======== Exercise materials ========

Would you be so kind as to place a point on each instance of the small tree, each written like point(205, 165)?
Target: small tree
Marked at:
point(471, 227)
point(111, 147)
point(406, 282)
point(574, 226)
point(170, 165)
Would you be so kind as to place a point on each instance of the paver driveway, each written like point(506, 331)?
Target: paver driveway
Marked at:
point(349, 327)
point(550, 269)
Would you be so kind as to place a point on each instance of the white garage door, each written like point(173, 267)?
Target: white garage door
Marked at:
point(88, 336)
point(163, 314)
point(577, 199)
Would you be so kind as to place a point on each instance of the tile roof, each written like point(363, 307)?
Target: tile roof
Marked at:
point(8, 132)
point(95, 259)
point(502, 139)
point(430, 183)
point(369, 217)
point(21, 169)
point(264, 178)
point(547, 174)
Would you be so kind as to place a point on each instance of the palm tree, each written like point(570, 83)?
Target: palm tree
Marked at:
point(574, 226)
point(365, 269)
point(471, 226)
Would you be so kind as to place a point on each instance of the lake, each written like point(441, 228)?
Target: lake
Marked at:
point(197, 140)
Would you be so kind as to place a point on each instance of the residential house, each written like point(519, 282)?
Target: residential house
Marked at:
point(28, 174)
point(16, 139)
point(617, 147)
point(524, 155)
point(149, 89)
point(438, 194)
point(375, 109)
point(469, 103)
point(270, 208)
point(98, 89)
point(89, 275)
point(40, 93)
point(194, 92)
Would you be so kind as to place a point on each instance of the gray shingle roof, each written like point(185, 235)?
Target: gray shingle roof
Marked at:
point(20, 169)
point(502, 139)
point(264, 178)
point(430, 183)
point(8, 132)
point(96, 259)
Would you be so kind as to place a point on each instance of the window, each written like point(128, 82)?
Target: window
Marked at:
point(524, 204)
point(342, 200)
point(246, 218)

========

Direction :: Print the lines of the entries above exactly, starting with the line that contains "like point(185, 235)?" and going on through the final line of the entries.

Full solution ::
Would you be so kind as to place a point on each instance of the gray shingle roof, each written like point(185, 235)?
Target: gray shingle roof
Marked at:
point(20, 169)
point(502, 139)
point(264, 178)
point(430, 183)
point(8, 132)
point(96, 259)
Would you be so kind as to place a point on each instance of the window, each written like point(128, 82)?
Target: window
Marked at:
point(524, 204)
point(342, 200)
point(246, 218)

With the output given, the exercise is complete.